Metin bölümü:
______

Anılara yolculuk

Merhaba Sevgili Okurlar;

     Bugün size Sinop'tan yazıyorum. Çocukluğumun, gençliğimin en güzel yılları geçirdiğim sinop'tan. Aslında benm Sinop'lu değilim. Ama 1969 yılınında henüz on bir yaşında iken Sinop Kız Öğretmen Okulu'na öğrenci olarak girdim ve 1976 yılında da henüz çiçeği burnunda 18 yaşına yeni basmış bir genç kız olarak mezun oldum. Tam yedi yılım burada, bu şehirde geçti. Çocukluğumun son yılları, gençliğimin başlangıç yılları. Yani insan hayatının en güzel yıllarıdır değilmi?. Bu benim için değil, herkes için böyledir sanırım.  
     Buraya, neredeyse otuz iki otuz üç yıl sonra yeniden geldim. Çocukluğumu, hayallerimi, genç kızlığımı bıraktığım bu şehire. Hep söylenip dururdum çevremdekilere. Sinop'a gideceğim hem tatil yapacağım, hemde orada anılarımı tazeleyecek hasret gidereceğim diye. Ama çeşitli gerekçeler yüzünden bir türlü nasip olmamıştı. İşte şimdi bu yıl bu zamanda  Sinop'tayım. Kalcağım yere yerleşir yerleşmez, ilk işim eski Okulumu ziyaret etmek oldu tabii. Yedi yıl boyunca içinde, bahçesinde, yemekhanesi, yatakhane'sinde yaşadığım Okulumu ziyaret ettim. Yatılı okuduğum için,  birlikte düşüp kalktığım arkadaşların hayali  öyle belirgin öyle canlıydıki....Onlarla,  onca yıl kardeş gibi, dershanemizi, yemekhanemizi, spor salonumumuzu, kantinimimizi, müzik salonumumuzu, bahçemizi velhasıl her bir köşemizi, yedi yıl boyunca paylaşmış, birlikte çocukluktan genç kızlığa geçmiş yeni İdeal düşüncelerle dolu birer öğretmen olarak çıkmışız bu yuvadan. Evet , evet çok doğru. Ne hayaller  ne İdeallerle çıktığımız bu okuldan, Anadolumuzun çeşitli köşelerine, köylerine Öğretmen olarak atanmış, yıllarca çalışmışız. şimdi düşünüyorum da ... Acaba bu hayallerin ne kadarı gerçekleşti. O yıllardan bu yıllara neler değişti. Daha çok mutluluk daha çok refah geldimi?... Atatürk'çü çağdaş birer öğretmen olarak neler yapabildik. Üzülüyorum. Pek birşey yapamamışız gibi geliyor bana. Ülkemiz'deki insanlar o  günlere göre daha çok mutlu değil bence. Gene yoksulluk , gene cahillik, diz boyu bence. Bunca teknoloji, tüketim araçlarının kol gezdiği bir çağda , insanlık adına, mutluluk adına birşey yok denecek kadar az. Buna sebep tek bir faktör değil tabki... Ama yinede, biz Öğretmen topluluğu olarak,  eğitim öğretim mensubu olarak kendimizde de bir suçluluk payı aramamızı istiyorum. Atatürk ilkelerine daha sıkı sarılsaydık, nemelazımcılık yapmadan sorumluluk duygusuyla daha dikkatli çalışsaydık, belki Ülkemiz bugün başka sosyal özellikler gösterecekti. Herneyse bizler çoğumuz emekliyiz artık. Yeni öğretmenlerimizin daha duyarlı, daha sosyal, daha prensipli çalışmalarını dilemekten başka isteğimiz olamaz...

______

Verilen veriler:
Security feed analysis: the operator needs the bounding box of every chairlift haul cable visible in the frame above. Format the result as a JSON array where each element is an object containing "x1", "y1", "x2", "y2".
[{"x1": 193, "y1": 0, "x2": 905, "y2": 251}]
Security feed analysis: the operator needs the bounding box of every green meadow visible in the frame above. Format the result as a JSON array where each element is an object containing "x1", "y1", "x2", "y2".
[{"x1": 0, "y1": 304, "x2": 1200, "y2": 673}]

______

Görev: Metin bölümündeki "Tam yedi yılım burada, bu şehirde geçti." cümlesini İngilizceye çevirin. Yalnızca metin bölümünde yazanlara dayanın.

Göreve yanıt: I spent seven full years here, in this city.